Report every line in the material below that contains the word "watering".

[Start of Recorded data]

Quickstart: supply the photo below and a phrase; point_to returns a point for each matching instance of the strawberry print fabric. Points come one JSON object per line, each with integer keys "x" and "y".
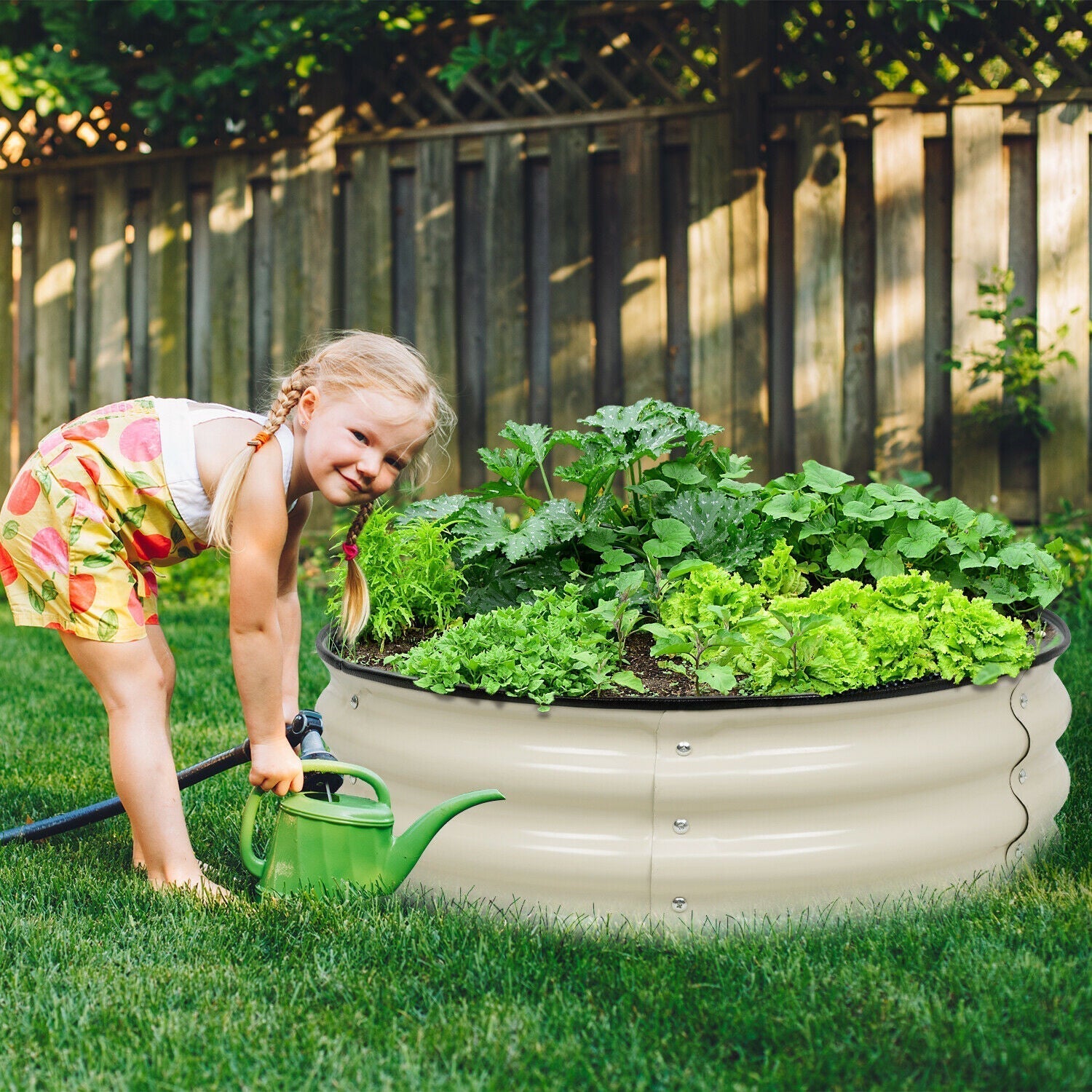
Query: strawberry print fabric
{"x": 87, "y": 517}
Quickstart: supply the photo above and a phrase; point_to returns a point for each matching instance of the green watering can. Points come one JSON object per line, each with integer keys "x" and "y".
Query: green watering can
{"x": 323, "y": 840}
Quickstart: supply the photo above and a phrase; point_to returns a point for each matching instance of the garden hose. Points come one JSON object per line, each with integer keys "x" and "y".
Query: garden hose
{"x": 306, "y": 725}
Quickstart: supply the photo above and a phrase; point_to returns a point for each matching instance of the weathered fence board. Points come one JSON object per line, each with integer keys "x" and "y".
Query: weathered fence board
{"x": 109, "y": 308}
{"x": 860, "y": 285}
{"x": 7, "y": 323}
{"x": 1064, "y": 295}
{"x": 138, "y": 280}
{"x": 506, "y": 373}
{"x": 544, "y": 273}
{"x": 201, "y": 297}
{"x": 167, "y": 282}
{"x": 290, "y": 290}
{"x": 745, "y": 74}
{"x": 434, "y": 237}
{"x": 1019, "y": 446}
{"x": 572, "y": 332}
{"x": 980, "y": 211}
{"x": 82, "y": 247}
{"x": 261, "y": 283}
{"x": 52, "y": 304}
{"x": 368, "y": 253}
{"x": 28, "y": 264}
{"x": 936, "y": 432}
{"x": 709, "y": 246}
{"x": 644, "y": 273}
{"x": 899, "y": 167}
{"x": 229, "y": 220}
{"x": 818, "y": 225}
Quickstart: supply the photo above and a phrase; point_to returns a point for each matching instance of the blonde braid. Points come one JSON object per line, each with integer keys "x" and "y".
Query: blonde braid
{"x": 356, "y": 605}
{"x": 226, "y": 496}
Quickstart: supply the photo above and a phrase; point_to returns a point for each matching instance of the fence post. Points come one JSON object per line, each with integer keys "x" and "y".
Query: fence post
{"x": 899, "y": 170}
{"x": 980, "y": 213}
{"x": 434, "y": 240}
{"x": 745, "y": 78}
{"x": 7, "y": 325}
{"x": 52, "y": 303}
{"x": 819, "y": 352}
{"x": 1064, "y": 297}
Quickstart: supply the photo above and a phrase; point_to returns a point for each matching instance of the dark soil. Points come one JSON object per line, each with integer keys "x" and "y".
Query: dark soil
{"x": 659, "y": 681}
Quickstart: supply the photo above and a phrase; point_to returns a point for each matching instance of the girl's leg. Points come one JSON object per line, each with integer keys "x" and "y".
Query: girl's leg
{"x": 135, "y": 688}
{"x": 166, "y": 662}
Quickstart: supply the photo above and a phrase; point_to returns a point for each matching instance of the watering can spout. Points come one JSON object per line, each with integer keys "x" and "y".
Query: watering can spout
{"x": 406, "y": 850}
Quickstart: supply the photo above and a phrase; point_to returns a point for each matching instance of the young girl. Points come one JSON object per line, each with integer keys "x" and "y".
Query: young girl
{"x": 154, "y": 480}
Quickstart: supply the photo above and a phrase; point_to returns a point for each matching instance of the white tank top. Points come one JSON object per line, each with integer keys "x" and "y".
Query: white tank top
{"x": 177, "y": 419}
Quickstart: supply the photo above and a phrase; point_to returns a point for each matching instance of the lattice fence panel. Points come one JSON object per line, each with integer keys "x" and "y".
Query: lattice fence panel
{"x": 843, "y": 50}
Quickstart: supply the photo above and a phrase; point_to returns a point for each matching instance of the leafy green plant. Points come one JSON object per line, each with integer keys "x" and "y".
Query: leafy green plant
{"x": 542, "y": 650}
{"x": 849, "y": 636}
{"x": 659, "y": 494}
{"x": 1018, "y": 357}
{"x": 698, "y": 651}
{"x": 412, "y": 579}
{"x": 839, "y": 529}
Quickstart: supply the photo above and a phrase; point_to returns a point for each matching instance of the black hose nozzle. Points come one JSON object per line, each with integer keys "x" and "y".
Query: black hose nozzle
{"x": 312, "y": 746}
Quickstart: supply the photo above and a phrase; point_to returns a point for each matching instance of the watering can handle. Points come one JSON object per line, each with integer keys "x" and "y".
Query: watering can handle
{"x": 256, "y": 864}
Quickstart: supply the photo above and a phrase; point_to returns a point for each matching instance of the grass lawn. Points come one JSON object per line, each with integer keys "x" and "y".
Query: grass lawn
{"x": 106, "y": 984}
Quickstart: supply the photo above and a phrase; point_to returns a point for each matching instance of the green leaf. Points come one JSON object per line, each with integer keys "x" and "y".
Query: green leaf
{"x": 614, "y": 561}
{"x": 108, "y": 626}
{"x": 921, "y": 539}
{"x": 885, "y": 563}
{"x": 871, "y": 513}
{"x": 823, "y": 478}
{"x": 629, "y": 681}
{"x": 718, "y": 677}
{"x": 556, "y": 522}
{"x": 684, "y": 473}
{"x": 788, "y": 506}
{"x": 534, "y": 439}
{"x": 843, "y": 558}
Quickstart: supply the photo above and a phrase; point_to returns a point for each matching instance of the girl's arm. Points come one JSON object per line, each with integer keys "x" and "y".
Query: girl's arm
{"x": 288, "y": 609}
{"x": 260, "y": 531}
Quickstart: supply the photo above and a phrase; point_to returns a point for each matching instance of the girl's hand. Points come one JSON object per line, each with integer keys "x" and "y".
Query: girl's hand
{"x": 275, "y": 766}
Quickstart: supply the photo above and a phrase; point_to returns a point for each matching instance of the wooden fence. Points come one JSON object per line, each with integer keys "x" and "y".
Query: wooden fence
{"x": 802, "y": 299}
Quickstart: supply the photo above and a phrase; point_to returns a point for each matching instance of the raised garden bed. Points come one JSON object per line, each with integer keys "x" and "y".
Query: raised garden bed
{"x": 734, "y": 805}
{"x": 701, "y": 696}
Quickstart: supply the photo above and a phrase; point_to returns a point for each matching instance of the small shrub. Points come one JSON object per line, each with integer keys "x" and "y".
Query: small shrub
{"x": 412, "y": 579}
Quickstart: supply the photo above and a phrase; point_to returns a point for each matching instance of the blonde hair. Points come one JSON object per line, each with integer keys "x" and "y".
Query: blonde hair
{"x": 343, "y": 364}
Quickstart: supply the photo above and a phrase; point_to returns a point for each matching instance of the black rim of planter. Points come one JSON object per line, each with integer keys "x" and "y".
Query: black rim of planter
{"x": 1056, "y": 648}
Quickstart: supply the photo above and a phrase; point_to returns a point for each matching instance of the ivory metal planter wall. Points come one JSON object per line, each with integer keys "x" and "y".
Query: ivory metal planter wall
{"x": 687, "y": 810}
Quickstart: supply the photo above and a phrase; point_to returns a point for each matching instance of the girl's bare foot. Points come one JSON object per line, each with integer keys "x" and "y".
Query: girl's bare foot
{"x": 199, "y": 885}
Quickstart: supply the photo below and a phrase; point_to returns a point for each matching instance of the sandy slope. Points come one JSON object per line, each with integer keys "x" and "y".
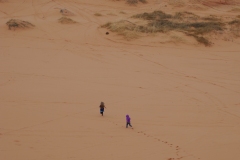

[End of Recorded data]

Response:
Quickstart: supply the photo above and a phrase; point_to returns a point for each matching instance of the green watering can. Points come one JSON object per line, each with integer keys "x" and "y".
Query: green watering can
Quickstart: supply the photo above and a phrase; point_to returns a point for each matching instance of the watering can spout. Points come one JSON object per line, each with integer keys "x" and "y".
Query: watering can spout
Quickstart: supply the photo above and a phrase; point_to returns a point for each matching instance of the watering can handle. Points come one JSON object per line, each with integer keys "x" and "y".
Query: watering can handle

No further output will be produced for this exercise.